* PROBLEM A
According to the text about the Attram De Visser Soccer Academy, on what date was the club officially established?
* PROBLEM B
Please carry on the text about the Attram De Visser Soccer Academy from its last sentence.

* TEXT EXCERPT
---*---

Attram De Visser Soccer Academy (ADVSA)
- Full name: Attram De Visser Soccer Academy
- Founded: 21 June 2010; 15 years ago
- Ground: ADVSA Park Sowutuom, Greater Accra Region, Ghana
- Capacity: 1,000
- Coordinates: 6°2′07″N 0°33′02″E﻿ / ﻿6.03528°N 0.55056°E
- Owner(s): Godwin Attram & Piet de Visser
- Manager: Godwin Attram
- League: Ghana Division Two League
- Website: https://www.attramdevisseracademy.com/
| Home colours | Away colours |

= Attram De Visser Soccer Academy =

Football team in Ghana

Attram De Visser Soccer Academy (ADVSA) is a Ghanaian professional football club based near Sowutuom in the Greater Accra Region that was founded by Ghanaian international footballer Godwin Attram and Dutch coach Piet de Visser. They compete in the Division Two League and the MTN FA Cup.

== History ==
In the early 2010s retired Ghanaian international footballer Godwin Attram and Dutch coach and scout Piet de Visser, who is best known for scouting Brazilian football Legend Ronaldo and bringing him to PSV and then Manchester City star Kevin De Bruyne, came up with plans to start a soccer academy in Ghana, to serve both Ghana and West Africa. The vision of the two was to set up a soccer academy to create future opportunities for underprivileged children within the Greater Accra Metropolitan area. With that vision and idea the club was officially established on 21 June 2010.

The ADVSA's aim was started to help young talented African footballers work on their football skills, whilst helping them nurture their football potential the children are helped to acquire formal education which was funded by club. The club is based in Sowutuom, Accra in the Greater Accra Region.

---*---

* PROVIDED INFORMATION
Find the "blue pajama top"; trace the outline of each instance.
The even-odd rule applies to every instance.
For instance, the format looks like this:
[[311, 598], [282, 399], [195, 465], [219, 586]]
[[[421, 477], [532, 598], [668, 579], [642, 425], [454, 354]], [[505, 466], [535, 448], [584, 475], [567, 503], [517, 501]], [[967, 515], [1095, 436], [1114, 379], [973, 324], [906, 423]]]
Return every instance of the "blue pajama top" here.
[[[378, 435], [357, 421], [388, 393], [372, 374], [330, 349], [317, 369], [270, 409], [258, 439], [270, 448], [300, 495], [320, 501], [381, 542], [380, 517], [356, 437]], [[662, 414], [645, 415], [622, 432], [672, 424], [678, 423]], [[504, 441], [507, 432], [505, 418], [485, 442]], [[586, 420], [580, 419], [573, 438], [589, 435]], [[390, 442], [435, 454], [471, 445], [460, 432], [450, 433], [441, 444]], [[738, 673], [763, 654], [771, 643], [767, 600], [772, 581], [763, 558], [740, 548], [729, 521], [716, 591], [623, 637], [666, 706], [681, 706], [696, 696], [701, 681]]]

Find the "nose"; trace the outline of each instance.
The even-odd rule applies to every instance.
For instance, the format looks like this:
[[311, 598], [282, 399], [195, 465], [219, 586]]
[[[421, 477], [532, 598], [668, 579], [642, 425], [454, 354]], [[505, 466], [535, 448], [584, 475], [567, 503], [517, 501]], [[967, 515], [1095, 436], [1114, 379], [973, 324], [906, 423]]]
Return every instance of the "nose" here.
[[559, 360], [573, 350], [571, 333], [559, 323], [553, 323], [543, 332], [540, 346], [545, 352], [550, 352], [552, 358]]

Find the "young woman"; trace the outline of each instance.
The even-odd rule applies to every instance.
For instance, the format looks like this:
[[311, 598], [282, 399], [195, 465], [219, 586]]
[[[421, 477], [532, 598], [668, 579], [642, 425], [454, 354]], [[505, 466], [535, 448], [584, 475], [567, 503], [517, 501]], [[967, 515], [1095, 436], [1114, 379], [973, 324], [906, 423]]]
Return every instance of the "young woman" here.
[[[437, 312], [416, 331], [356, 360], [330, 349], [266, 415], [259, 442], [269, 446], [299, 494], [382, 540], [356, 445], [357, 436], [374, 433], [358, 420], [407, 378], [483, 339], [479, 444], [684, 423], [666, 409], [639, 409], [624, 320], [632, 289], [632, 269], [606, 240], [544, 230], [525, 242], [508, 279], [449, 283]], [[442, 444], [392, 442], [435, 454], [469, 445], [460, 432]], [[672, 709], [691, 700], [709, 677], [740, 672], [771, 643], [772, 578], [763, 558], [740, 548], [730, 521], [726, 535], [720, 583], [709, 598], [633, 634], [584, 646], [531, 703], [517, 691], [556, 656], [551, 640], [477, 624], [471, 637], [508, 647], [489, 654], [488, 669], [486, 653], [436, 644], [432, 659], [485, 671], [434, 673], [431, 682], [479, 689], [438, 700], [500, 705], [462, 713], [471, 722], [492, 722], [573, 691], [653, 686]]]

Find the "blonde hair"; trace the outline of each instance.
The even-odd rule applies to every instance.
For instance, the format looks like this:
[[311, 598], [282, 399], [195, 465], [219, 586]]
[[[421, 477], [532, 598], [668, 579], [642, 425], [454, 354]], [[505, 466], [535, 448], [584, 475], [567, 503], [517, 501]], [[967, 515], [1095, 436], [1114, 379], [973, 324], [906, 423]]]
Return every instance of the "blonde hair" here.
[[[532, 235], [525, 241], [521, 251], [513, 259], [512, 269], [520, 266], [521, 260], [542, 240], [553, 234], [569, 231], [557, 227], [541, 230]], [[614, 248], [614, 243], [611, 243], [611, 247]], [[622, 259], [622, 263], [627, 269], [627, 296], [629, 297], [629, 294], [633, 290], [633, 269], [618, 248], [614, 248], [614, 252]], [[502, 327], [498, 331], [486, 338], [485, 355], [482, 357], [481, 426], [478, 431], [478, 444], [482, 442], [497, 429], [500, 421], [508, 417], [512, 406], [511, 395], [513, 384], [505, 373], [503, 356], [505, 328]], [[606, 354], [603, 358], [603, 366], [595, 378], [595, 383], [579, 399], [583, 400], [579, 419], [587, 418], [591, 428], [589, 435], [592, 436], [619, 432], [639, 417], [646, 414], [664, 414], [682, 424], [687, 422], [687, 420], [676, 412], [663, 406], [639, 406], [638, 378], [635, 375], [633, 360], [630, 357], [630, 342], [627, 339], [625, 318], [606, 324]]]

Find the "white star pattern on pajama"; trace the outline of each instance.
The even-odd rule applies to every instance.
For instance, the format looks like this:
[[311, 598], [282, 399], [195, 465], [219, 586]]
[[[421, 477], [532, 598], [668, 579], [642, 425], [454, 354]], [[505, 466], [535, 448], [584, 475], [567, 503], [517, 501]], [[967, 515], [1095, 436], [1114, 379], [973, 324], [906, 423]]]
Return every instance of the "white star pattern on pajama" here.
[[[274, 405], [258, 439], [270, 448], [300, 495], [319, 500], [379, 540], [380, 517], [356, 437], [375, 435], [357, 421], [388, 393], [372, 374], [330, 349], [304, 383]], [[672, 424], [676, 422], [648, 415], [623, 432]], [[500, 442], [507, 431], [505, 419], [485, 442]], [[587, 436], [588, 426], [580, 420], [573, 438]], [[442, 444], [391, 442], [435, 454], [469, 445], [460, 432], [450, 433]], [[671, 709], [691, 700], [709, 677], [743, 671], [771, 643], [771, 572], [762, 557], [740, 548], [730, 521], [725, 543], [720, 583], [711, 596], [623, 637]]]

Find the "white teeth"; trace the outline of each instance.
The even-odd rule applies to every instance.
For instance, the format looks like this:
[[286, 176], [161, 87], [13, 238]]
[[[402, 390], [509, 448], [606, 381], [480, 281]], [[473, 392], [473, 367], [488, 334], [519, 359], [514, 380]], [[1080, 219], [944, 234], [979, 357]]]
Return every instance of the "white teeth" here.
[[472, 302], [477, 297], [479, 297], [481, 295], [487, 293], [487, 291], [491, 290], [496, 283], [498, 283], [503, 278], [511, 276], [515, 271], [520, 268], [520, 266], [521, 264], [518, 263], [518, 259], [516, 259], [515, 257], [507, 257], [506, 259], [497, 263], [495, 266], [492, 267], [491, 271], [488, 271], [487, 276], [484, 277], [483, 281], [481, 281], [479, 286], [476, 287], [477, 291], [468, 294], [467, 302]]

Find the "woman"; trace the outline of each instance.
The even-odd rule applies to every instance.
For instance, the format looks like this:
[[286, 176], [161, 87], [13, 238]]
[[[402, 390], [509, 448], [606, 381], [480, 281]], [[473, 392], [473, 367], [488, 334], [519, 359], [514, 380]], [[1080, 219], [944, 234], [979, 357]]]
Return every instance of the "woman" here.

---*---

* EXERCISE RESPONSE A
21 June 2010

* EXERCISE RESPONSE B
In January 2017, ahead of the 2017-2018 Ghana premier league season, 10 players within the youth ranks of the club were loaned to Ghana Premier League club Accra Great Olympics. The players included Ghanaian international footballer Christopher Nakai Nettey who signed for signed for Asante Kotoko in December 2019 and currently plays for the Kumasi-Based club.

In September 2019, ADVSA won the Greater Accra Regional Football Association (RFA) Special Competition, special competition organized by the Greater Accra FA Association for Division 2 clubs within their region to revive domestic football until the re-organization of the GFA, after the 2018 league season was abandoned, due to the scandals and dissolution of the GFA in June 2018.

In October 2020, Major League Soccer outfit Los Angeles Football Club announced the signing of 19 year old Ghanaian youth international prospect Kwadwo “Mahala” Opoku from ADVSA.

== Partnerships ==

- GHA Accra Great Olympics F.C.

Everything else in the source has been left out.